Position annotation records:
◆ ◆ ◆ ◆ ◆ ◆ ◆

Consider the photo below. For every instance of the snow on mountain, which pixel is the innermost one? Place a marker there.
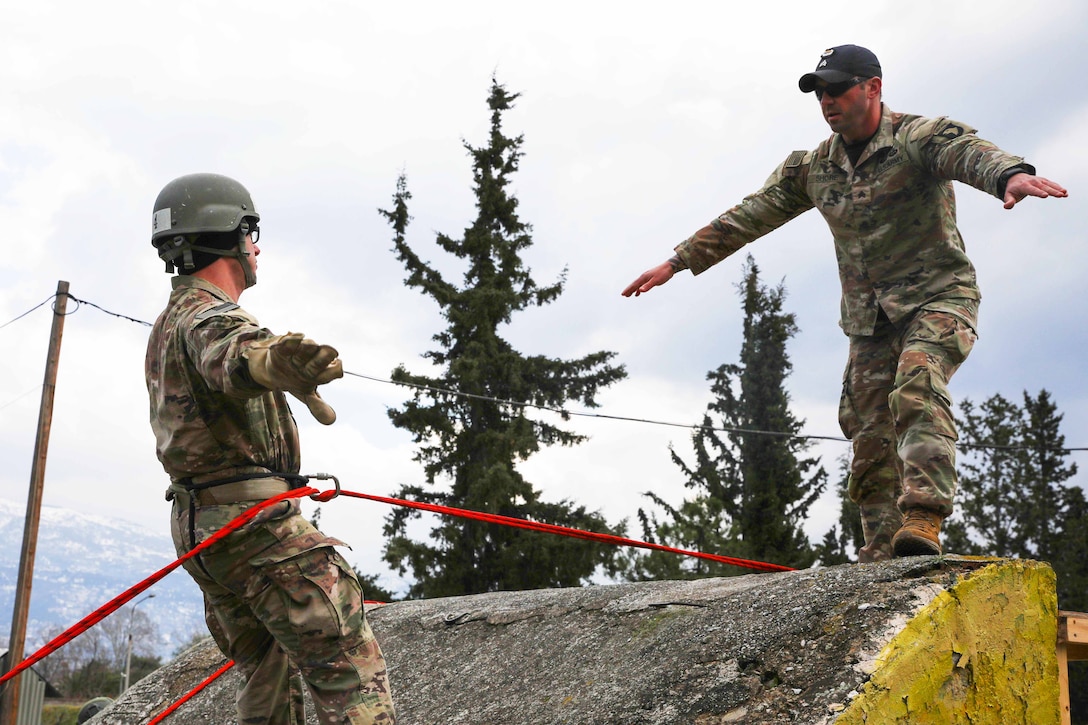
(85, 561)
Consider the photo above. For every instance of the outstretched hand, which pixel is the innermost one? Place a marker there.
(650, 279)
(1021, 186)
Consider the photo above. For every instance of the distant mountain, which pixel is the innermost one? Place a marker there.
(85, 561)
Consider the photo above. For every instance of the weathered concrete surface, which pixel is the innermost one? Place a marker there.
(819, 646)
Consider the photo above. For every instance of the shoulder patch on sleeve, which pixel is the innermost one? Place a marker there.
(793, 163)
(218, 309)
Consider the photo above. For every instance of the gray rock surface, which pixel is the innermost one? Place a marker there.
(764, 648)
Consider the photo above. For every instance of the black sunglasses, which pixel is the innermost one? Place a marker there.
(836, 89)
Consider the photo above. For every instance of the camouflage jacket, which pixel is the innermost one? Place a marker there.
(892, 217)
(207, 413)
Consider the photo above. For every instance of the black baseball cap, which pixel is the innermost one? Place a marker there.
(841, 63)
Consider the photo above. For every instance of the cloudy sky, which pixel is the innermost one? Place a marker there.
(640, 125)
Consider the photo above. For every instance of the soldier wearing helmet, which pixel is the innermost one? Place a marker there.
(882, 182)
(280, 600)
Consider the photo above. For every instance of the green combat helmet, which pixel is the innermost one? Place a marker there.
(195, 213)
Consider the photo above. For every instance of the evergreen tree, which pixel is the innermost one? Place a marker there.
(470, 442)
(841, 542)
(1012, 499)
(752, 491)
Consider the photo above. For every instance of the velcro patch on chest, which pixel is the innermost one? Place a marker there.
(218, 309)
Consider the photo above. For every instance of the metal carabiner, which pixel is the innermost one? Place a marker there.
(323, 494)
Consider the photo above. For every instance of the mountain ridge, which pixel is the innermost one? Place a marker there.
(82, 562)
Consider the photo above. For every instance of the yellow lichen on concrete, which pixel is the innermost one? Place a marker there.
(981, 652)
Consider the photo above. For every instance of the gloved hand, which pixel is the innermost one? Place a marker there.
(297, 365)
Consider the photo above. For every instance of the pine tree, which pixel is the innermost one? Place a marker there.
(752, 491)
(1012, 499)
(470, 441)
(842, 541)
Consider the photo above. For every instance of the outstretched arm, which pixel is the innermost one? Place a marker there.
(655, 277)
(1021, 186)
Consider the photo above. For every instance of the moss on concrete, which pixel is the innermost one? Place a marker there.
(980, 652)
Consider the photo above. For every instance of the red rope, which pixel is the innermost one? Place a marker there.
(552, 528)
(130, 593)
(208, 680)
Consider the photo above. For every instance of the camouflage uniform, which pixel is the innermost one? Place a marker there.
(277, 597)
(910, 298)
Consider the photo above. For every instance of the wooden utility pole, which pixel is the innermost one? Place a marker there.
(9, 701)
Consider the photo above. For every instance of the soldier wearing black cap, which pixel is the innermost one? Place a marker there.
(882, 182)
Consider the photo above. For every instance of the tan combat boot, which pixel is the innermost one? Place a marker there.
(919, 536)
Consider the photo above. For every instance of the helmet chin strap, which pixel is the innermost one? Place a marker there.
(247, 265)
(181, 246)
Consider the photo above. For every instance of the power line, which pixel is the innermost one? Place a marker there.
(26, 312)
(583, 414)
(724, 429)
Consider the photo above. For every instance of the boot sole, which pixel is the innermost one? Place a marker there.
(913, 547)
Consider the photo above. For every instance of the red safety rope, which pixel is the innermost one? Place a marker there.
(130, 593)
(119, 601)
(208, 680)
(552, 528)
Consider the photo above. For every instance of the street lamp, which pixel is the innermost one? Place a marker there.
(128, 648)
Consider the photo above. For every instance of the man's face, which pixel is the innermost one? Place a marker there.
(850, 113)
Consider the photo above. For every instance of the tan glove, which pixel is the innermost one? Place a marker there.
(297, 365)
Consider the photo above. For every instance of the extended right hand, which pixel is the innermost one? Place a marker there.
(650, 279)
(294, 364)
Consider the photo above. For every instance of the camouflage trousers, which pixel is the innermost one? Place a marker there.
(287, 609)
(897, 409)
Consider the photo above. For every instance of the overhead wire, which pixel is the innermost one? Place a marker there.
(566, 414)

◆ ◆ ◆ ◆ ◆ ◆ ◆

• **AIM**: Reproduce all of the records above word for word, omitting the pictures.

• **TASK RESPONSE**:
Consider the photo below. For every instance of the snow on mountain, which pixel is the innermost one? Place a marker there.
(85, 561)
Consider the photo above. For every instance of the outstretched hand, which pixel is the innermost one? Place a marker there.
(650, 279)
(1021, 186)
Consider the photo above. For every instance of the distant mountain, which pixel is the innermost one? Place a marker there.
(85, 561)
Consider the photo above. For every instance of the weathered concrete surface, which pixel is the innermost one? Place a marker there.
(819, 646)
Consider the photo above. For every instance of the shoulder patch on sleeve, which pixel is the innermost one? Place a marker there.
(793, 163)
(218, 309)
Consider the photo above. For every instance of the gray rock surface, which pixel is the innermost one? Place a marker there.
(764, 648)
Consider the photo above. For every instance of the black sunglasses, which pixel is the innermost one? Place a marker there.
(836, 89)
Consider the photo above. For every instance of the camouflage jacket, which pixel is the innermost one? Place a marker there.
(892, 217)
(207, 413)
Consider the photo above. For every instance of the black baseball cap, which pixel is the innermost one? Place a marker there.
(841, 63)
Consider the photo above. For every instance of the cloudy sky, which pixel is the innermost one? Place a marker there.
(640, 125)
Consider the photo above. For every instance of the soldier wearing helmet, which pixel is the innermost one? Place a marker there.
(882, 182)
(280, 600)
Consider the photo above. For every instance of the green combat helmet, which pixel is the innermost one? Place a marker there.
(195, 213)
Consider the photo above. For every instance of the evergreen tree, which pixel is the innermost one? Place a marker there.
(470, 442)
(841, 542)
(1012, 499)
(752, 491)
Consider the photo above. For every instance of the velcro patch on chest, which pixel is the innermost one? Place a marker there.
(218, 309)
Consider the photo above. For every instance of the metal carabiner, which pixel is the innermost one? Place a marker there.
(323, 494)
Consider the photo above. For every instance of the mountain ridge, which pixel is the innermost one? Place a marker there.
(82, 562)
Consider the photo above. For every instance of the yellow lichen on concrete, which pixel is the innermost one? Place a marker there.
(981, 652)
Consider the photo above. For every instance of the gloved hand, which pixel is the innermost one? Place a marker there.
(297, 365)
Consider the photo above. For every instance of the pine tree, which pixel is the innermost one? Place a marker there.
(752, 491)
(1012, 499)
(470, 441)
(842, 541)
Consider the photo above. For every instance of the outstretched arm, which pixel is the innermost one? Place a marker there.
(655, 277)
(1021, 186)
Consider the photo above. For every instance of the moss on concrete, which pixel is the innermost one? Place a marker there.
(980, 652)
Consider the photo above. For every instance of the red rope, which pixel is the innermost one? Place a marker there.
(552, 528)
(130, 593)
(208, 680)
Consider the photo above. For every instance of the camouflage uniform, which pixel is the innermost one? Place a marker there.
(277, 597)
(910, 298)
Consider the photo above. For every instance of the wooden utility pole, which pixel is the innermost one? Place a marker there.
(9, 701)
Consider the photo above. For every instance of the soldier wearing black cap, which pixel is the innermost one? Place a marker there.
(882, 182)
Consider the photo above. For every instance of the tan combat boot, which pixel is the innermost one? Place a marker there.
(919, 536)
Consider the photo above. For every instance of the helmet chin strap, which pixel is the innermost one? Place a marker there.
(247, 265)
(181, 246)
Consider the photo above. For every instance of the power line, which pixel is the innermost one? Place a marker there.
(26, 312)
(583, 414)
(724, 429)
Consider the photo above. For every instance of the boot sole, which pixel is the innermost one? Place a marker there.
(913, 547)
Consider the photo above. For every instance of the red safety rope, which pixel is the innermost one? Place a marker there.
(130, 593)
(119, 601)
(208, 680)
(552, 528)
Consider the photo above. For every instance of the street lamp, which pixel is the innermost one? Place a marker there.
(128, 648)
Consider the photo above. For every instance of the man's face, which pixel is the innermost one? Place a marker there.
(850, 113)
Consider the photo above. For every instance of the tan glove, which pixel is the innermost one? Place a marker there.
(297, 365)
Consider the photo above. For every instance of the extended right hand, which pixel is the innermost one? Place a marker there.
(650, 279)
(294, 364)
Consider the photo above. For every instance of the camouflage trousers, which pixel is the innermost one? Place a marker there.
(287, 609)
(897, 409)
Consider the photo above. For every instance of the overhead wire, which pixel is the innermost one? Place a marker there.
(566, 414)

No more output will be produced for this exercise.